## Exercise prompt
For the records that follow, say how many lines have the word "every" in them. Write the number and nothing more.

## Dataset
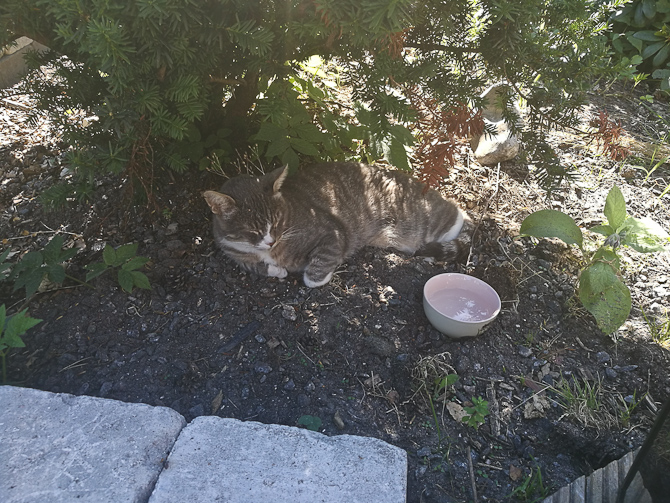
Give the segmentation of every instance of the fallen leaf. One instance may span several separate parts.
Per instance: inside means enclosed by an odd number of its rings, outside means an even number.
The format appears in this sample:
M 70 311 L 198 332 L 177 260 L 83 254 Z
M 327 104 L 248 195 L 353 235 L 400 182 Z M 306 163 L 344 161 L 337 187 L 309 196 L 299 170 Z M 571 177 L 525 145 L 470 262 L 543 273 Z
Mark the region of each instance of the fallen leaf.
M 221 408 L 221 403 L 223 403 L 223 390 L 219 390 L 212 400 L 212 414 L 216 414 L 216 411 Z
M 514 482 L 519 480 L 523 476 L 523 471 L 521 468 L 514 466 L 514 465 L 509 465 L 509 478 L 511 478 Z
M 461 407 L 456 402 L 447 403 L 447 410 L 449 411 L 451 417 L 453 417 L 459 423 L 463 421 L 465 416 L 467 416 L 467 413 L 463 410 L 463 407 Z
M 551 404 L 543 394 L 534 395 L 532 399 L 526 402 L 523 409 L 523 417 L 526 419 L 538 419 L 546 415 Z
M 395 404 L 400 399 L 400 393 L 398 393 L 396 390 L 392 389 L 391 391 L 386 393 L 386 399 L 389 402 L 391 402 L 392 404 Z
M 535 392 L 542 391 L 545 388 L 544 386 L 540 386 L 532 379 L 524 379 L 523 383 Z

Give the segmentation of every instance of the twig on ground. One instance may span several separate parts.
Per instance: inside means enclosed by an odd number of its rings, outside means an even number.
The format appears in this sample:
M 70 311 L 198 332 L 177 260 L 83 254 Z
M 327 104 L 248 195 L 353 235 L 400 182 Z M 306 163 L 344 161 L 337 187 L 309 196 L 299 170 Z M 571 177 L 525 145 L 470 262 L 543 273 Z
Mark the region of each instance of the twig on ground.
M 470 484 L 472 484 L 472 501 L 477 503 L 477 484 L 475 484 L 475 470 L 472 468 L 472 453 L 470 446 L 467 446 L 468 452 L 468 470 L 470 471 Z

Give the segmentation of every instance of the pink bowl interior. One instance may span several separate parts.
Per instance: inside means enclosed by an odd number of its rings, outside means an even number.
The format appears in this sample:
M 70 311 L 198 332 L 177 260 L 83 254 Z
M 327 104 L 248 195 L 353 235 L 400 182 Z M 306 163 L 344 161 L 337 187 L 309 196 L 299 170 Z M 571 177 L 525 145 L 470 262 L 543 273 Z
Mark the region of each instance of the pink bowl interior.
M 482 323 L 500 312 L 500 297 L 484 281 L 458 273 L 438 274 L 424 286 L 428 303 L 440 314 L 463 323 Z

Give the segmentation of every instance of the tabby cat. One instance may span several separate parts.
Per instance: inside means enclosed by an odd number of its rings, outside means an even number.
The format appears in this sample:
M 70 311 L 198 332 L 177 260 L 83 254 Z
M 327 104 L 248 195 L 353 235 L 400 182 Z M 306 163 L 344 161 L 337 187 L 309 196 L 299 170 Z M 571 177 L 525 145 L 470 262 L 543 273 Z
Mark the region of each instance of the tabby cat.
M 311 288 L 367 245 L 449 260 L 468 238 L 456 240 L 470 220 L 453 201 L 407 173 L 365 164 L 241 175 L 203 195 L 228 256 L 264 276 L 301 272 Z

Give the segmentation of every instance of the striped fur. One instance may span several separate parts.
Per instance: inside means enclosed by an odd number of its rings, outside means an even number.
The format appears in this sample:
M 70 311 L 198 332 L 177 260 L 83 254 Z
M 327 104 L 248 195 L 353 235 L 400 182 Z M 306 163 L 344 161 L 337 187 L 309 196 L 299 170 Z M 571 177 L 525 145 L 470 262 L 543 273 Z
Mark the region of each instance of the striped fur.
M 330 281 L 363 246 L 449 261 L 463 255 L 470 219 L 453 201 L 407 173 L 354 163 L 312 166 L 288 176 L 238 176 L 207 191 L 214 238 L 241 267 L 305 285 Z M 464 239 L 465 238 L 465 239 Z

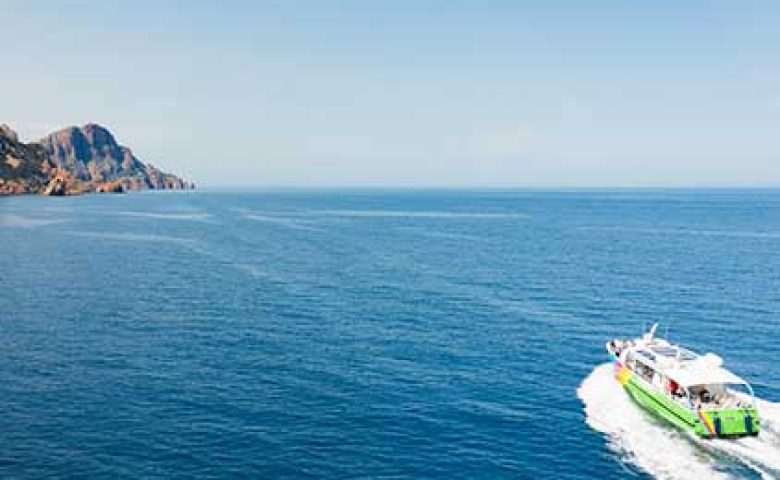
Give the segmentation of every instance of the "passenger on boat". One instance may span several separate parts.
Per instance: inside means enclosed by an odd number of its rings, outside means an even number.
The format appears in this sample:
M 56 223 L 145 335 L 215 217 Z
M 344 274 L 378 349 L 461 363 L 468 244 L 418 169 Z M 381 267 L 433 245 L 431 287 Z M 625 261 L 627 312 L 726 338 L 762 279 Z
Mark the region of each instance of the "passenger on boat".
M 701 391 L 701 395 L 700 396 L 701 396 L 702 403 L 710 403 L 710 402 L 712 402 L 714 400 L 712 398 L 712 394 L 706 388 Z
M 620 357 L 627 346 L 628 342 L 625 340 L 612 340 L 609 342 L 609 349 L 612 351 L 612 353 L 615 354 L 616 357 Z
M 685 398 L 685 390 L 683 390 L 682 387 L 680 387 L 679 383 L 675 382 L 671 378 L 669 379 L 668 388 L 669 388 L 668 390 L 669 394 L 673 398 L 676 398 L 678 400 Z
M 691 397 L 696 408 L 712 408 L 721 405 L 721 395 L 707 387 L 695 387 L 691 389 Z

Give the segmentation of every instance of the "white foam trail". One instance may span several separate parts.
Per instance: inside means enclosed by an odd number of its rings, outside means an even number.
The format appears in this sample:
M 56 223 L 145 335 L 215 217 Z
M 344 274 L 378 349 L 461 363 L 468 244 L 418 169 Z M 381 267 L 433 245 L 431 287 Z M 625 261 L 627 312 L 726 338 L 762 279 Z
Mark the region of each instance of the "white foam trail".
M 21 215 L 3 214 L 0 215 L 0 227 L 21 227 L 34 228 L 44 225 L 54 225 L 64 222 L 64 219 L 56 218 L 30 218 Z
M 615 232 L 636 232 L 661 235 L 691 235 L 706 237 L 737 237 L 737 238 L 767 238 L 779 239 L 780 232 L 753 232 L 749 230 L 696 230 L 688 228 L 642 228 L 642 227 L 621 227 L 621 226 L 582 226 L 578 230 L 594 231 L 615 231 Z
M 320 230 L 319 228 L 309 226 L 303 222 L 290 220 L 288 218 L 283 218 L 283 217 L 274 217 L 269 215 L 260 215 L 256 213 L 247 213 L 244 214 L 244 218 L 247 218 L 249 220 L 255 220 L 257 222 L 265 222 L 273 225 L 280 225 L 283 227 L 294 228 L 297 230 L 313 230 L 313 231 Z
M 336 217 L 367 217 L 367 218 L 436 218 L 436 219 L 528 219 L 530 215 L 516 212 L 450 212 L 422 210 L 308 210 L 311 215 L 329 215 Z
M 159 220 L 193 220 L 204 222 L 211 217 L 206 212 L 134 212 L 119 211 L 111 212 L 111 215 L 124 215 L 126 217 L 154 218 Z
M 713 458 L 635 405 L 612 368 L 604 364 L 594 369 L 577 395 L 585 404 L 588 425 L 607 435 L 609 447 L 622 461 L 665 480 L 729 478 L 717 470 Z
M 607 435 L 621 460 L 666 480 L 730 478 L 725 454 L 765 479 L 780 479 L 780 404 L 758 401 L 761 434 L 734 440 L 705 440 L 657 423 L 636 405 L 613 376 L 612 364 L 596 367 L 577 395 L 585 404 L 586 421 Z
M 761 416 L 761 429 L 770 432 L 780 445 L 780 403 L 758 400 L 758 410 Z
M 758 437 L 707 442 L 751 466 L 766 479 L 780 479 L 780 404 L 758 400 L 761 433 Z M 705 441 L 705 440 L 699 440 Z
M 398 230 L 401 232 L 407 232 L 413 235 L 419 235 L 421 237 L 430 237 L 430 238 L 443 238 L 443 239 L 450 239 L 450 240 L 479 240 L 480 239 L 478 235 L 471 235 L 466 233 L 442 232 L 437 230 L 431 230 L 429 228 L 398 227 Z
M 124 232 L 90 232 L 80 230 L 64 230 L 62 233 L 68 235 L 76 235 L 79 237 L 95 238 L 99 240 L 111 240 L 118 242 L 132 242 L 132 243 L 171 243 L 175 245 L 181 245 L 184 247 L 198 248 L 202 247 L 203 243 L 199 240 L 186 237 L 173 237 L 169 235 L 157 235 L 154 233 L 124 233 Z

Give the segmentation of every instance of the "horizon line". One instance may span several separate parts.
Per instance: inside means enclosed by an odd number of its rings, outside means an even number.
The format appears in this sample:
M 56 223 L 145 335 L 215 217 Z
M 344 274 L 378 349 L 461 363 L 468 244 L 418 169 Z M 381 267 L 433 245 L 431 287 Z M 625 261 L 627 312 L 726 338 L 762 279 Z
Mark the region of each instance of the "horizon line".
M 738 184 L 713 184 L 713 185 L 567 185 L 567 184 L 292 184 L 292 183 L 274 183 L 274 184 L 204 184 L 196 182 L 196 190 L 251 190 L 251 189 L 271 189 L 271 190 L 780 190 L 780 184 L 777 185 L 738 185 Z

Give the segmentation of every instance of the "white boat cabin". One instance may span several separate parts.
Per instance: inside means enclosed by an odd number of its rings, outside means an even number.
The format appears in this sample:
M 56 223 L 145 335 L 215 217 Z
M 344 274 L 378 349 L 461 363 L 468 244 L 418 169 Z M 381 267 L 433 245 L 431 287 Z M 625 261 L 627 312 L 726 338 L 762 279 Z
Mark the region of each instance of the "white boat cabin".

## Exercise response
9